Stated problem A —
Answer these from the java moss thread, one line each:
(i) In what form did the first poster buy the java moss?
(ii) How is the second poster's moss fixed to the piece of driftwood?
(iii) What do many breeders do with java moss in their tanks?
Stated problem B — Carry on the java moss thread from the point where it stops.

Passage shown —
++++++++++

# java moss?



## joker76 (Dec 4, 2007)

i bought some java moss.i don't know what to do with it,lol.its a clump.do i float it or if i leave it on a rock/wood? it will attach itself to it?


----------



## kornphlake (Feb 12, 2004)

You can do whatever you like with it. A lot of breeders use it in their tanks and just let it float around. I've got mine stuffed between rocks in one tank and tied with thread to a piece of drift wood in another tank, my 3rd planted tank just has a clump resting on the sand. I don't think there is a right or wrong thing to do with it, it's more a personal preference. It will attach to rock or wood if that's your goal, if not it may attach to just about anything, I've got pieces of sand it attached to in the tank where it isn't intentionally attached to anything, I've seen it attach itself to filter outputs when it was left to float and ended up near the output long enough to grab on, I've heard it can attach itself to glass.

++++++++++

Given material —

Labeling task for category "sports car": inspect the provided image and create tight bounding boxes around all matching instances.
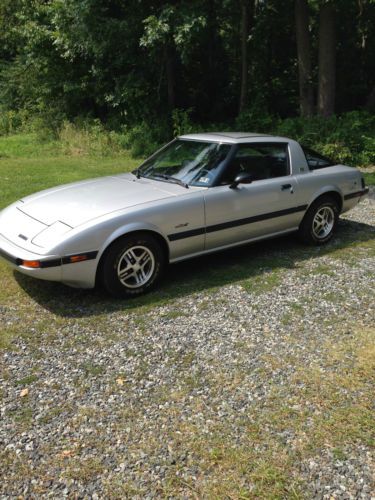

++++++++++

Written answer A —
(i) As a clump.
(ii) It is tied to the driftwood with thread.
(iii) They let it float around.

Written answer B —
----------



## alicem (Jul 26, 2007)

Good tips, Kornphlake.
Another idea is to "sandwich" it between two pieces of plastic mesh. (You can find the mesh in the sewing/craft area in discount stores like Wally World.)
Use fishing line to "sew" the two pieces together. 
In a short time the moss will grow though the mesh and you won't see the mesh. 
If black or dark green mesh is available, it would be disquised sooner.
You can take the moss sandwich out of the aquarium and trim it when it grows too long.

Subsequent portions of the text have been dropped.